> _Tasks to perform_:
[a] Answer these questions using the workplace conflict text:
(i) In 2008, how many hours each week, on average, were U.S. employees involved in conflicts?
(ii) What amount in paid hours did this add up to, according to CPP Global's Human Capital Report?
(iii) What part can you play if you're not directly involved in the conflict?
[b] Please extend the workplace conflict text, starting right after its last sentence.

> _Text shown_:
○ ○ ○ ○ ○

Did you know that in 2008, U.S. employees were involved in conflicts an average of 2.8 hours each week? According to CPP Global’s Human Capital Report of that year, this amounted to $359 billion in paid hours based on the average hourly rate at that time. Although the latest data on workplace conflict is not available, you can glean from past information how much office disputes affect companies financially.
The tension that arises from conflict may also affect employees’ productivity. Companies such as Littleton Alternative Dispute Resolution, Inc. emphasize the fact that when disputes arise, professional relationships may become unstable or end. Workplace conflict experts recommend the following ways in dealing with office disputes effectively and professionally.
Determine Your Role in the Problem
It is rare for workplace conflict to be 100 percent caused by one party. Be honest with yourself; decide what your proper response should be. If you’re not directly involved, you can act as the impartial party that can encourage conflicting sides to work out their problems.

○ ○ ○ ○ ○

Collected data:

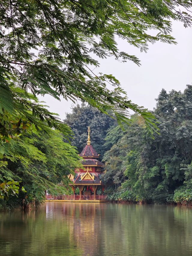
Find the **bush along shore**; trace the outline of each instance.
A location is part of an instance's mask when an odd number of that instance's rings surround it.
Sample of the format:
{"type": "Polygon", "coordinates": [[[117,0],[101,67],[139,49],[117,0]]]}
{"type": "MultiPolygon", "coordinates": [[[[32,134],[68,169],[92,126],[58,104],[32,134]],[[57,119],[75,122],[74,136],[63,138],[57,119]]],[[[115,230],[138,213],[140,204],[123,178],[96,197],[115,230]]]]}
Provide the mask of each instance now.
{"type": "Polygon", "coordinates": [[[159,130],[152,136],[138,115],[123,131],[110,128],[104,146],[104,182],[113,182],[114,201],[192,204],[192,86],[163,89],[152,113],[159,130]]]}

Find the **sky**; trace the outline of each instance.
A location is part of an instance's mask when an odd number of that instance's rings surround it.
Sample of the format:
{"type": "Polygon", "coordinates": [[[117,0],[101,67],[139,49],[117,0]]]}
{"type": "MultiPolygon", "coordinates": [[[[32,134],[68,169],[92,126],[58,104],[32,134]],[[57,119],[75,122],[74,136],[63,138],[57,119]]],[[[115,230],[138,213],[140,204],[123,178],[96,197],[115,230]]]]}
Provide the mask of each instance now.
{"type": "MultiPolygon", "coordinates": [[[[185,28],[178,22],[172,24],[172,35],[177,45],[160,42],[150,44],[146,53],[118,39],[120,51],[136,55],[141,60],[141,66],[130,61],[121,63],[112,57],[103,60],[92,56],[100,64],[94,69],[94,73],[112,74],[119,81],[129,99],[149,110],[155,107],[155,99],[162,88],[167,92],[173,89],[183,91],[186,84],[192,84],[192,28],[185,28]]],[[[49,95],[39,98],[62,119],[65,118],[66,113],[71,112],[70,101],[61,99],[59,101],[49,95]]]]}

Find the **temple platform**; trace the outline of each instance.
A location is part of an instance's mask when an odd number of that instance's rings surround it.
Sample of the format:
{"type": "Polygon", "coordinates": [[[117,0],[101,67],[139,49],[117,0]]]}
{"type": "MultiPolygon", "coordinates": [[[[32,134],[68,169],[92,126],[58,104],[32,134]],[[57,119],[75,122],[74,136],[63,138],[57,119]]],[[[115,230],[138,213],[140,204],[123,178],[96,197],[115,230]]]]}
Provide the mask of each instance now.
{"type": "Polygon", "coordinates": [[[54,196],[46,195],[45,202],[69,202],[76,203],[104,203],[108,202],[106,196],[96,195],[63,195],[54,196]]]}

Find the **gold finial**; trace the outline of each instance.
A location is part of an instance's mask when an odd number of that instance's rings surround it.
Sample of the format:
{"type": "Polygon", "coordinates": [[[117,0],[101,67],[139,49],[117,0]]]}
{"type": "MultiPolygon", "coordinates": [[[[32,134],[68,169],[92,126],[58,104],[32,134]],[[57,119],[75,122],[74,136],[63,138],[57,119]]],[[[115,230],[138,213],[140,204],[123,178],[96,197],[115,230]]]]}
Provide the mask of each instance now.
{"type": "Polygon", "coordinates": [[[87,131],[88,132],[88,138],[87,139],[87,145],[90,145],[91,143],[91,141],[90,140],[90,132],[91,131],[91,130],[90,130],[89,126],[88,127],[87,131]]]}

○ ○ ○ ○ ○

> _Set of answers_:
[a]
(i) 2.8 hours
(ii) $359 billion
(iii) The impartial party that can encourage conflicting sides to work out their problems

[b]
Talk Less, Listen More
In resolving conflict, it’s important to understand what either party’s issues are. Listen to gain their perspectives, instead of pushing what you think may be right by talking over them. Taking the effort to understand the root of the problem will work for everyone in the long run because you resolve the main issue instead of dealing only with its symptoms.
Find a Middle Ground
Once you determine the real issue, you may start thinking about possible solutions. All relevant parties should be involved in this process. Get suggestions from those entirely outside the conflict as well, for a unique or fresh take on solving it. Find a solution that all involved parties can agree with or one that has the most benefits for everyone.
Finally, once you have settled the crisis, focus on creating a low-conflict workplace environment. Workplace conflicts are a messy affair, so it’s an excellent practice to foster open communication to prevent future problems.